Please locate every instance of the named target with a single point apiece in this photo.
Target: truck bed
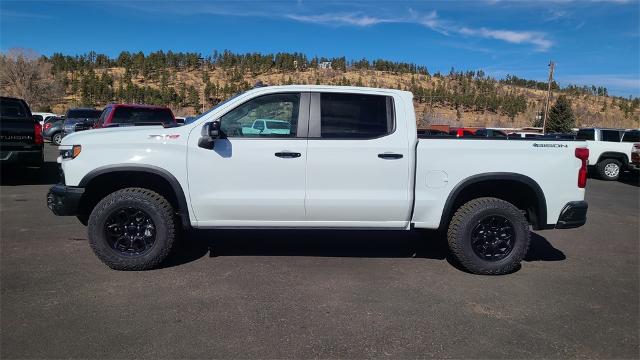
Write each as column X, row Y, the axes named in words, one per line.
column 443, row 164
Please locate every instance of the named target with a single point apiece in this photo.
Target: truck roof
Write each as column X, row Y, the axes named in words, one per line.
column 321, row 88
column 139, row 106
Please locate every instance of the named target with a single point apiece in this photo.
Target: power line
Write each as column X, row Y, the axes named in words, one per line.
column 546, row 107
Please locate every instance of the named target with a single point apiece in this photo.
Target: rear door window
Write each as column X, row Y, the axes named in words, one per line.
column 355, row 116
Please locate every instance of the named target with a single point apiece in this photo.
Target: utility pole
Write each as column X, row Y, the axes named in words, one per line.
column 546, row 106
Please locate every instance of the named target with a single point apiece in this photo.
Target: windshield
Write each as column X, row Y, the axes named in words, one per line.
column 84, row 114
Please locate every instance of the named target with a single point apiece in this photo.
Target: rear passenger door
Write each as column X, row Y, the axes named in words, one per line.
column 358, row 162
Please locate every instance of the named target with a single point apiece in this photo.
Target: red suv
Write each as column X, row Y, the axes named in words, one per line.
column 133, row 114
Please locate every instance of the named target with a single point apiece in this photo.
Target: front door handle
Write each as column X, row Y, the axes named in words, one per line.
column 287, row 154
column 390, row 156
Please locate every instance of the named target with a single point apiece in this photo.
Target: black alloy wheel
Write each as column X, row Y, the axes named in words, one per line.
column 130, row 231
column 493, row 238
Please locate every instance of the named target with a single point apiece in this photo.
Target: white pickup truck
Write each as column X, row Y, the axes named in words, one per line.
column 611, row 150
column 351, row 159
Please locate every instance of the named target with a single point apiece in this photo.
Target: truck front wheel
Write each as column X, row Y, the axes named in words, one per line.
column 489, row 236
column 132, row 229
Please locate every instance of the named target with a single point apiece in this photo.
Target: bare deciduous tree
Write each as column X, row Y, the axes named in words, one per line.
column 24, row 75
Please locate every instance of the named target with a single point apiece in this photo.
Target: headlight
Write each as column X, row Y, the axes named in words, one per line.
column 71, row 153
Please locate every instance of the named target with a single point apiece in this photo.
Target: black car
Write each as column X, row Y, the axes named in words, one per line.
column 21, row 140
column 52, row 130
column 80, row 119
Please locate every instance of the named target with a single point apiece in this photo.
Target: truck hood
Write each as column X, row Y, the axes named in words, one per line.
column 125, row 134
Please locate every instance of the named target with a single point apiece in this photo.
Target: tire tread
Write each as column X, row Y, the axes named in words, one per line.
column 153, row 199
column 456, row 227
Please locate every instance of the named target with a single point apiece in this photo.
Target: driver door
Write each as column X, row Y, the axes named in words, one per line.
column 253, row 177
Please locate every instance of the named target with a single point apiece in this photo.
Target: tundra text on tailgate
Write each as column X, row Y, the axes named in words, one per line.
column 316, row 157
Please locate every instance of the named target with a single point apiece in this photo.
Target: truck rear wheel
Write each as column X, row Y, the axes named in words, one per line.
column 489, row 236
column 132, row 229
column 609, row 169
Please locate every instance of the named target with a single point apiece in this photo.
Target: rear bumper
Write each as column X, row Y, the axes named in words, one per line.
column 573, row 215
column 22, row 157
column 64, row 200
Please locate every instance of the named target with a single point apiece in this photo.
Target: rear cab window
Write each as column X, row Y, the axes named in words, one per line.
column 355, row 116
column 631, row 136
column 134, row 115
column 586, row 134
column 610, row 135
column 14, row 108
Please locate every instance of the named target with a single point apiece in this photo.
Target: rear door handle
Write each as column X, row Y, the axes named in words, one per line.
column 287, row 154
column 390, row 156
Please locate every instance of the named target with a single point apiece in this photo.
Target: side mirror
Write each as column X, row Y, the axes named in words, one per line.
column 210, row 132
column 82, row 126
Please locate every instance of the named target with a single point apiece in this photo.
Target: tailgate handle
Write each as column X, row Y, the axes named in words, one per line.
column 390, row 156
column 287, row 154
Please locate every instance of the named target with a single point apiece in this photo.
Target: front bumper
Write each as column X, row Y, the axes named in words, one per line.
column 64, row 200
column 22, row 157
column 573, row 215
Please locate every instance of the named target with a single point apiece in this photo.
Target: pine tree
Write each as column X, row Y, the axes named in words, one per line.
column 561, row 118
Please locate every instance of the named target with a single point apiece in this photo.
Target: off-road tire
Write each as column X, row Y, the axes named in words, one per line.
column 56, row 138
column 459, row 236
column 602, row 169
column 158, row 209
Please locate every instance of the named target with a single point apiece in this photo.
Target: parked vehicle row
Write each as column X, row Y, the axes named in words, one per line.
column 611, row 150
column 21, row 141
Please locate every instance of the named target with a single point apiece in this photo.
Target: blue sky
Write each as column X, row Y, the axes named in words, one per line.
column 592, row 42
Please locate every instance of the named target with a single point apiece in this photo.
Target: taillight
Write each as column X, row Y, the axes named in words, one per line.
column 37, row 135
column 583, row 155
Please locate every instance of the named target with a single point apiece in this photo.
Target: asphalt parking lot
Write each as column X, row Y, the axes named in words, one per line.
column 317, row 294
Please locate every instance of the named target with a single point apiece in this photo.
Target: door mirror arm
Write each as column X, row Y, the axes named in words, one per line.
column 210, row 132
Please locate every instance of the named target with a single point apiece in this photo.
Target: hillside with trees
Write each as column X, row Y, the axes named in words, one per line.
column 190, row 83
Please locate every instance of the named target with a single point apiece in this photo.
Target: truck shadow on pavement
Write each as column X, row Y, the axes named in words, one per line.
column 331, row 243
column 630, row 178
column 48, row 174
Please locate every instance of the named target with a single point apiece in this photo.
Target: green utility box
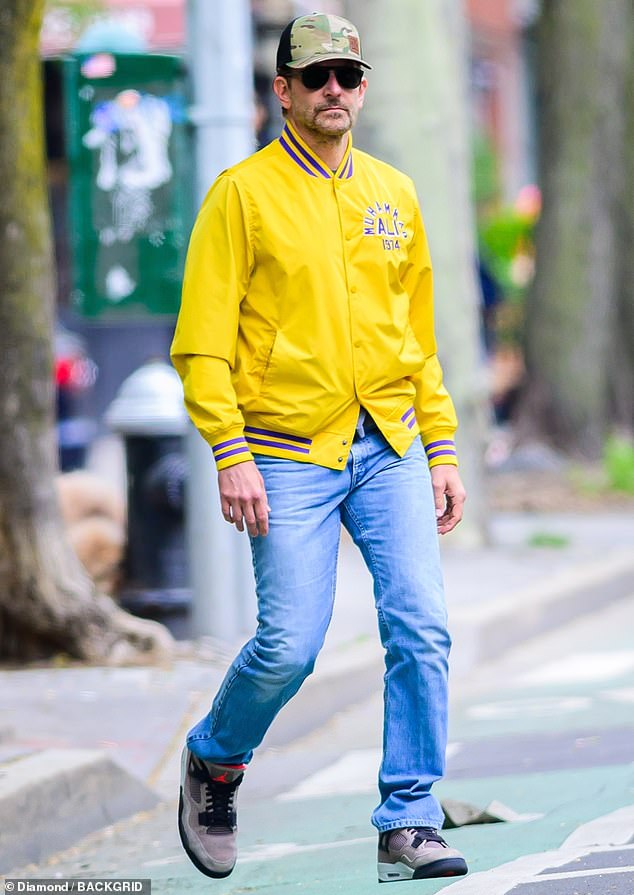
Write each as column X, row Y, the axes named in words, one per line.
column 130, row 181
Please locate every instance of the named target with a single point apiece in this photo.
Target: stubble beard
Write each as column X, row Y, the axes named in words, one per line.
column 332, row 126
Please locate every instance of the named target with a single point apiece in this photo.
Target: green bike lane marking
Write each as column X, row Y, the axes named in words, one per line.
column 324, row 845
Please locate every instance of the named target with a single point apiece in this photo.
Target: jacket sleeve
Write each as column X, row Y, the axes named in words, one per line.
column 217, row 272
column 435, row 412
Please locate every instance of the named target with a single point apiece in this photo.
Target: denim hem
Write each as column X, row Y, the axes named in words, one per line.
column 405, row 824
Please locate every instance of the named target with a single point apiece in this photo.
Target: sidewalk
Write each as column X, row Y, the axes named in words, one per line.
column 111, row 738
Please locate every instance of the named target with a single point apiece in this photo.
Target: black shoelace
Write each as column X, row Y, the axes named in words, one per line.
column 425, row 834
column 220, row 812
column 422, row 834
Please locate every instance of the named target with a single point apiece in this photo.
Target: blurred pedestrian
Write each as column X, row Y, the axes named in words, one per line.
column 306, row 347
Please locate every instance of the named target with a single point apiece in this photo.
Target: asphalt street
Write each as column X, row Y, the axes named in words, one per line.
column 547, row 731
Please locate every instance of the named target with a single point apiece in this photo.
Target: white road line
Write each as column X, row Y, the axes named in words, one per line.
column 620, row 694
column 272, row 851
column 611, row 830
column 582, row 668
column 535, row 707
column 355, row 772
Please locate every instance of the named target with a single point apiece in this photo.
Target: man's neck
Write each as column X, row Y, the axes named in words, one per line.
column 330, row 149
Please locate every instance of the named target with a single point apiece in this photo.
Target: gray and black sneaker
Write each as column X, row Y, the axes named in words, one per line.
column 417, row 853
column 207, row 813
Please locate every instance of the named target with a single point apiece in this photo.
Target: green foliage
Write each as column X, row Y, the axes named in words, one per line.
column 618, row 461
column 485, row 179
column 503, row 237
column 548, row 539
column 76, row 14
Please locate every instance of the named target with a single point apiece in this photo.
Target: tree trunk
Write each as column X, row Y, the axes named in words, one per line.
column 47, row 602
column 415, row 117
column 622, row 357
column 572, row 309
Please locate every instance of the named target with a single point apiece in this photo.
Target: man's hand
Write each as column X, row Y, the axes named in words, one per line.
column 449, row 497
column 243, row 498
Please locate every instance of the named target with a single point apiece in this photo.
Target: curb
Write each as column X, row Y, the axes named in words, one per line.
column 605, row 833
column 49, row 800
column 485, row 631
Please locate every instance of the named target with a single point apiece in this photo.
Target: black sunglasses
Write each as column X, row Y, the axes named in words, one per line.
column 315, row 76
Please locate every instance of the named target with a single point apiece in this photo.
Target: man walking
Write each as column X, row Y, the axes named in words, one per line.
column 306, row 347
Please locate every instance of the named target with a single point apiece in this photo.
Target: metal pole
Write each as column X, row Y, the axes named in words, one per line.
column 221, row 73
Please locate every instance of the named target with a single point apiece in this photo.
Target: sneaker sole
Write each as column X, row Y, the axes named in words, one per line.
column 397, row 872
column 214, row 874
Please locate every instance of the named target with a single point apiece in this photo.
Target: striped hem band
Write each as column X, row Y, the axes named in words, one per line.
column 229, row 448
column 278, row 440
column 443, row 448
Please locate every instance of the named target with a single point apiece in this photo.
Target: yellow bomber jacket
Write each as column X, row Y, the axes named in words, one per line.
column 308, row 294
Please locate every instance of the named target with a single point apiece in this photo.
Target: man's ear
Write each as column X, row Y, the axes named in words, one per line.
column 282, row 89
column 363, row 88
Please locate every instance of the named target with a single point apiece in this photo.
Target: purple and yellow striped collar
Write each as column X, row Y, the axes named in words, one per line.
column 306, row 159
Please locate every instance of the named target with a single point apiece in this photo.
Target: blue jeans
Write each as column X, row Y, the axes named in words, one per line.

▸ **WORK INSTRUCTIONS**
Please lay out everything above, from the start of the items down to the line containing "column 546, row 106", as a Markdown table with the columns "Line No." and "Text", both ends included. Omit blank lines and leave the pictures out.

▸ **RESPONSE FOR THIS EXERCISE**
| Line No. | Text |
|---|---|
| 1 | Please locate every instance of the named target with a single point apiece in this photo. |
| 2 | Target: truck bed |
| 3 | Write each as column X, row Y, the axes named in words, one per line. |
| 4 | column 443, row 164 |
| 5 | Please locate every instance of the named target with a single point apiece in this photo. |
| 6 | Target: truck roof |
| 7 | Write each as column X, row Y, the axes named in words, one per line. |
| 8 | column 321, row 88 |
| 9 | column 139, row 106 |
| 10 | Please locate every instance of the named target with a single point apiece in this photo. |
| 11 | Target: power line |
| 12 | Write each as column X, row Y, the axes named in words, one per line. |
| 13 | column 546, row 107 |
| 14 | Please locate every instance of the named target with a single point apiece in this photo. |
| 15 | Target: rear door window |
| 16 | Write each as column X, row Y, the axes named in words, one per line. |
| 17 | column 355, row 116 |
| 18 | Please locate every instance of the named target with a single point apiece in this photo. |
| 19 | Target: utility pole |
| 20 | Write each as column X, row Y, the axes named in words, one per line. |
| 21 | column 546, row 106 |